Data listing:
====

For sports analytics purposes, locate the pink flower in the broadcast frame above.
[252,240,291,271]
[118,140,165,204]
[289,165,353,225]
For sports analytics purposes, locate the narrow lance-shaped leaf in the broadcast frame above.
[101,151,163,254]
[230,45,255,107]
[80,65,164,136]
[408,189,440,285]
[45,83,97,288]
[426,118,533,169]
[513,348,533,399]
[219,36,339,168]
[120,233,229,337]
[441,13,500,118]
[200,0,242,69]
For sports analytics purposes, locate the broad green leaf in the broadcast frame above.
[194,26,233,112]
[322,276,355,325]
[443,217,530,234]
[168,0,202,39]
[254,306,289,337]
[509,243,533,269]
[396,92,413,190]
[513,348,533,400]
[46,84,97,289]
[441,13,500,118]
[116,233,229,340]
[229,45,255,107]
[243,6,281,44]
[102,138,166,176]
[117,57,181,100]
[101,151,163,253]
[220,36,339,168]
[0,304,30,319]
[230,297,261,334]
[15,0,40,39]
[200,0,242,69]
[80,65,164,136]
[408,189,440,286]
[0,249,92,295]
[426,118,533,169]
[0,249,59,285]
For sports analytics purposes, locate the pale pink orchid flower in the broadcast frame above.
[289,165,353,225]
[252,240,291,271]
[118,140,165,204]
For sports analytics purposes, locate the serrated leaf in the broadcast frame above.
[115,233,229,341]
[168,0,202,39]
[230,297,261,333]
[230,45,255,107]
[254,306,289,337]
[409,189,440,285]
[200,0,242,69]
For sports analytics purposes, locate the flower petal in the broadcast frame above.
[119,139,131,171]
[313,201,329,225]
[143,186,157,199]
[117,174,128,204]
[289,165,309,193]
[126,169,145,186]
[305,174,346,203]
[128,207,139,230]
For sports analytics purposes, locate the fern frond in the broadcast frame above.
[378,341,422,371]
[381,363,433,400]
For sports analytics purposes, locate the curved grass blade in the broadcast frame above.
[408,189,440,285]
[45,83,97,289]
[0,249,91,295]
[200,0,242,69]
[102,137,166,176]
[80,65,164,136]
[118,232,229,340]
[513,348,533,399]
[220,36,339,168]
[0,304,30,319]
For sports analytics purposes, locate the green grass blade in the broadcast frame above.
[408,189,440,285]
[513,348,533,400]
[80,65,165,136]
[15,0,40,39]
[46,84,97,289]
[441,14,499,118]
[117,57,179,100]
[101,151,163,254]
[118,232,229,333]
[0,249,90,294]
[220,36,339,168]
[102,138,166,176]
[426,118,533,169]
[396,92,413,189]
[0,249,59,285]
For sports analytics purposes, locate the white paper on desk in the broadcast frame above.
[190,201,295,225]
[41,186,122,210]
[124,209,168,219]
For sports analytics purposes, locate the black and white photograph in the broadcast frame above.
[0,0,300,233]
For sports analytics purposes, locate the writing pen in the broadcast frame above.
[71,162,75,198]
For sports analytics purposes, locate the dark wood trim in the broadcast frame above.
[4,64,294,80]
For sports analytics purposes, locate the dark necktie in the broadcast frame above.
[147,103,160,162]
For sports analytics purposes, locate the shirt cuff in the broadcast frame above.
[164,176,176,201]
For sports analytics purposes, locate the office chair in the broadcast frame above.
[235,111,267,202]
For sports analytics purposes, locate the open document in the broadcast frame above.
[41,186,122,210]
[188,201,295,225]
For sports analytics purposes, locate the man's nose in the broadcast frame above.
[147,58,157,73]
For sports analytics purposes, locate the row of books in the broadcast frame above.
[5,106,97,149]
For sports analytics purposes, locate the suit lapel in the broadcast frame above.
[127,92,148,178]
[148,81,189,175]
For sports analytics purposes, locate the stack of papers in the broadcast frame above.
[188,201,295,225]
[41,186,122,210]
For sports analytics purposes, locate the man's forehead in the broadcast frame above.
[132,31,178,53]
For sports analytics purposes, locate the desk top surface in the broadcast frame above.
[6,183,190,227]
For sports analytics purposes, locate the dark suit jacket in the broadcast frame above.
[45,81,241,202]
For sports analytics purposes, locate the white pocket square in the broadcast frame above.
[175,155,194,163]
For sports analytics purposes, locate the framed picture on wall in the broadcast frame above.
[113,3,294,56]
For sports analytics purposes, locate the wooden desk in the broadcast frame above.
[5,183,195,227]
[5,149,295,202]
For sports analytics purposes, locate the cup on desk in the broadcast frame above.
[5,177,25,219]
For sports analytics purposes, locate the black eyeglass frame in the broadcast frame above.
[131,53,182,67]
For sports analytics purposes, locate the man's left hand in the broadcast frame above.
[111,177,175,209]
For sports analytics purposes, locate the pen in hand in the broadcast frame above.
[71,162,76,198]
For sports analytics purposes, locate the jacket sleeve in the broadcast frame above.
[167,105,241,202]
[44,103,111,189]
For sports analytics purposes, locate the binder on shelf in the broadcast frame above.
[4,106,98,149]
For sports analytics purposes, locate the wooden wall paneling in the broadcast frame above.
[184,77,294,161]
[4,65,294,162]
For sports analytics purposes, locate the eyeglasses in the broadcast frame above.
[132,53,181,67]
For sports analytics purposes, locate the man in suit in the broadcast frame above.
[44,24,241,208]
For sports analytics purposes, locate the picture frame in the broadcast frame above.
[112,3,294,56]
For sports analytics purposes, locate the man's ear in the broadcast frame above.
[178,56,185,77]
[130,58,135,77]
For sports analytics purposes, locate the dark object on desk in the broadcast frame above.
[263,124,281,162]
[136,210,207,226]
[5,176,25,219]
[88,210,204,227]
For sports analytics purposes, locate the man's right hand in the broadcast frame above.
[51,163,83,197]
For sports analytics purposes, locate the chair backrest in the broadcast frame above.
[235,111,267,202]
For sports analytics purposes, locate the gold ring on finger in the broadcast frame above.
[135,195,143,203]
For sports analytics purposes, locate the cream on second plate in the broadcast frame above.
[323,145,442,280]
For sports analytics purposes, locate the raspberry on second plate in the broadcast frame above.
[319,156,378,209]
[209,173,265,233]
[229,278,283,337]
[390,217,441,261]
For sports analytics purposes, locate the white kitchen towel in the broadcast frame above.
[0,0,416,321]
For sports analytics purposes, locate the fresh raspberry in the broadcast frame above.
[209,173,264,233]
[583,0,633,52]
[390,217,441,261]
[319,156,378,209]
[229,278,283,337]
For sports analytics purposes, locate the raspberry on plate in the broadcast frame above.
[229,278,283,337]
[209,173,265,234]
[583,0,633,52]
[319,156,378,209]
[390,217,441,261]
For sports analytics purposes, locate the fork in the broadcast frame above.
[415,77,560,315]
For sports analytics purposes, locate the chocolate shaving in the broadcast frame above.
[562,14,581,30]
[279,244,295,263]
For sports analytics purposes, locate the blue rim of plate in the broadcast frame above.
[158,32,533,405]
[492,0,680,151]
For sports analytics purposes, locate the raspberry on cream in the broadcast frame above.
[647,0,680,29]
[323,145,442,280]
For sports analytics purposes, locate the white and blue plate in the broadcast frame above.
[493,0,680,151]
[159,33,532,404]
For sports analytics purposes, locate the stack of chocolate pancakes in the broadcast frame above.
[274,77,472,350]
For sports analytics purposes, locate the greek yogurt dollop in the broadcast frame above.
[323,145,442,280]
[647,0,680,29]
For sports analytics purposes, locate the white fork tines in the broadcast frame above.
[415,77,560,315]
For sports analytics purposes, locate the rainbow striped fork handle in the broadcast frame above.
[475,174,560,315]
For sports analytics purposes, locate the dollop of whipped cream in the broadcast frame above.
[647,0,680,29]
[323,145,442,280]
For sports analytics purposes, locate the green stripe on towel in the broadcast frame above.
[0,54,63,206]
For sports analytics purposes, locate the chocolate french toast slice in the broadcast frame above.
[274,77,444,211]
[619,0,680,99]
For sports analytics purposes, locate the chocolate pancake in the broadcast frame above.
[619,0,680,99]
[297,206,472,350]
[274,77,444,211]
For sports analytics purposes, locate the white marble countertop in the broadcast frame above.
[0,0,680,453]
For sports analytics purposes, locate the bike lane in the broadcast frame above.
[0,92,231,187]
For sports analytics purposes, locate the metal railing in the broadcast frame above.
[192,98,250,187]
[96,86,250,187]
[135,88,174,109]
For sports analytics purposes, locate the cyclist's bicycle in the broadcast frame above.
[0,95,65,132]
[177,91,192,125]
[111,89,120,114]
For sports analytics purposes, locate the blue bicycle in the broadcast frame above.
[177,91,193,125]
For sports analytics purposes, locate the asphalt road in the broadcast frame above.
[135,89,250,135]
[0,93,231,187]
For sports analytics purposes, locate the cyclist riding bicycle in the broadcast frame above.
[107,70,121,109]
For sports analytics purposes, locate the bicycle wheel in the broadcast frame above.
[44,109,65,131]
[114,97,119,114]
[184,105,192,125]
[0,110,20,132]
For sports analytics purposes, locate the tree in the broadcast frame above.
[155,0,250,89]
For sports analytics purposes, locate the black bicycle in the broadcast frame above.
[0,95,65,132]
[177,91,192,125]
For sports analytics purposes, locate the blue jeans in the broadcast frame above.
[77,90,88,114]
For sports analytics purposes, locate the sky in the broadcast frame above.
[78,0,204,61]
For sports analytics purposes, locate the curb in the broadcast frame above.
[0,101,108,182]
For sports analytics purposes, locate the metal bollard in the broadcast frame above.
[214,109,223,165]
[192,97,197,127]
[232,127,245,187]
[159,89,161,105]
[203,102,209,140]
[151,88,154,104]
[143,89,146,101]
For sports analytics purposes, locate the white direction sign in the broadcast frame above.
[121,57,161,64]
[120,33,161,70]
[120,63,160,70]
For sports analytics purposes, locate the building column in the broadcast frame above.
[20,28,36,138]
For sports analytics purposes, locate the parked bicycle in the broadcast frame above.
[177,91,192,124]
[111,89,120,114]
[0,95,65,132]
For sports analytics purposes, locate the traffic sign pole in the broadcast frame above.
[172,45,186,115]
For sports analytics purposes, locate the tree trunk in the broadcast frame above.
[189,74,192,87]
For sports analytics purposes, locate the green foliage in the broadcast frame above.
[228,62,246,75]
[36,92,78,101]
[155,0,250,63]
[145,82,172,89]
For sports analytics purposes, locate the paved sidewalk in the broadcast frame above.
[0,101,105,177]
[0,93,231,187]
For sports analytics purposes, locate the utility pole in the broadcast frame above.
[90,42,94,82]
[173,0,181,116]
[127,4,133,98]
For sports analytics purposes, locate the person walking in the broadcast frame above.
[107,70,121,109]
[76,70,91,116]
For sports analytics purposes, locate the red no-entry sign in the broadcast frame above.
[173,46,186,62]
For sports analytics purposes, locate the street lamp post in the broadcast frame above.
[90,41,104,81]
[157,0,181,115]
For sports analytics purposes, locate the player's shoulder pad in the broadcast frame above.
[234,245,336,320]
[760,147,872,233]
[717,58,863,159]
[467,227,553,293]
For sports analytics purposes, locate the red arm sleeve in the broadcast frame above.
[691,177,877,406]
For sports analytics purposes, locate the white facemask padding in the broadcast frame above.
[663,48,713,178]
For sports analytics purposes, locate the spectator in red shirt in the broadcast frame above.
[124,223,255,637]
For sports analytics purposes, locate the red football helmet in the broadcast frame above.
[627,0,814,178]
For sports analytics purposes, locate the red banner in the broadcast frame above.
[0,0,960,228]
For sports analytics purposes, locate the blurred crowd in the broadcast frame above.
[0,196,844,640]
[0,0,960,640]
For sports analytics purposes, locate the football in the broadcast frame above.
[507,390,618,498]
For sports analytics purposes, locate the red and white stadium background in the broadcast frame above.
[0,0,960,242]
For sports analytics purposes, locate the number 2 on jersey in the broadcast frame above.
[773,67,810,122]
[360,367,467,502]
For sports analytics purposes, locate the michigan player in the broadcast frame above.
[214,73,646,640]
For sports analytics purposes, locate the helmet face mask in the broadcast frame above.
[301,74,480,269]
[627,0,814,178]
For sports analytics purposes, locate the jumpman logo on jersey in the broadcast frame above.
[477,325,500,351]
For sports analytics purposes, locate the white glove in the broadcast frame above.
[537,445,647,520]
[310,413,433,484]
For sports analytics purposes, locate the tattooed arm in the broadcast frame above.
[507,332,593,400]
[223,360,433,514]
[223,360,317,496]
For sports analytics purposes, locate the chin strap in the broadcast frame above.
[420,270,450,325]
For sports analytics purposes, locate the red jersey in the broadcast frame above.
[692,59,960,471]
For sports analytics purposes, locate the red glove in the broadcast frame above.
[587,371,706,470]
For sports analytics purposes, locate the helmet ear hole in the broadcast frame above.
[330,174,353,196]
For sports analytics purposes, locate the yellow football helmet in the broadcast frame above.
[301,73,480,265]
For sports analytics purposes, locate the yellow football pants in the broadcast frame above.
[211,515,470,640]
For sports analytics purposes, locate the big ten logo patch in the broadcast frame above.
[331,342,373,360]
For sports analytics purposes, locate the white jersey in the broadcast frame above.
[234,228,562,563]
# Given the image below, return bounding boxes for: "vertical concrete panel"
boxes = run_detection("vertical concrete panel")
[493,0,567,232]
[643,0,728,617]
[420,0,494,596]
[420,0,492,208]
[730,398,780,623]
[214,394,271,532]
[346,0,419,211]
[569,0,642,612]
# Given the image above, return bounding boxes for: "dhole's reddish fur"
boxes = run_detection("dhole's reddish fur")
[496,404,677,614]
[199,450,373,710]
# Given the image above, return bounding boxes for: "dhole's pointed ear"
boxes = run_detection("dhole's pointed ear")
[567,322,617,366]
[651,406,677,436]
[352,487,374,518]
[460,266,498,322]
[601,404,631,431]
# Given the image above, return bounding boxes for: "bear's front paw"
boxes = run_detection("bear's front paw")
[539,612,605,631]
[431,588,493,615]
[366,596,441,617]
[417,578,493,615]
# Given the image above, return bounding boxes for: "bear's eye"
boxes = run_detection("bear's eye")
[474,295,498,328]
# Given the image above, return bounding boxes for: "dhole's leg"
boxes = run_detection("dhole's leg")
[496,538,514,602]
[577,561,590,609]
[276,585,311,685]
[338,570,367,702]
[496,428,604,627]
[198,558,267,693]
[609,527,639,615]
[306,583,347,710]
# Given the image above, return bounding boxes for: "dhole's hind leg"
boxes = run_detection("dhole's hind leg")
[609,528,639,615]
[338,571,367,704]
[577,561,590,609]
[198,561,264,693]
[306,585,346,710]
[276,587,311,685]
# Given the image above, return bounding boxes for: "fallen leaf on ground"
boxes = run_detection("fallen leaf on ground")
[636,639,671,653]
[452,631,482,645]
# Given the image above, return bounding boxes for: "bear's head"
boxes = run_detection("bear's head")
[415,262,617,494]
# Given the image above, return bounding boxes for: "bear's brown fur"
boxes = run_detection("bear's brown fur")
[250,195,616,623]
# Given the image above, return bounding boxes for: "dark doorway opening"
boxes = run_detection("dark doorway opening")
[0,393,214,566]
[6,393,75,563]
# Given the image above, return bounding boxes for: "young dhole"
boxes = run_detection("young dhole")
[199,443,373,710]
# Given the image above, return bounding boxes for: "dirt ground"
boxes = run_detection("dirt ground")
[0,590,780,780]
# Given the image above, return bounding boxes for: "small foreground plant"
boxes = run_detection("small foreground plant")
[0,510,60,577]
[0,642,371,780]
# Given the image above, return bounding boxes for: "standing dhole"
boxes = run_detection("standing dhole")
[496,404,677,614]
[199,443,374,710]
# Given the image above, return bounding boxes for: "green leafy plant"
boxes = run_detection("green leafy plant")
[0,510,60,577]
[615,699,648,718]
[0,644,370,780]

====

Please copy the lines starting at the one containing "For sports analytics purposes, locate the fern" and ending at the one containing "[381,363,433,400]", adding 38 to each bounding box coordinate.

For sports analytics purposes, locate the fern frond in the broadcast frame above.
[416,379,460,409]
[419,401,471,438]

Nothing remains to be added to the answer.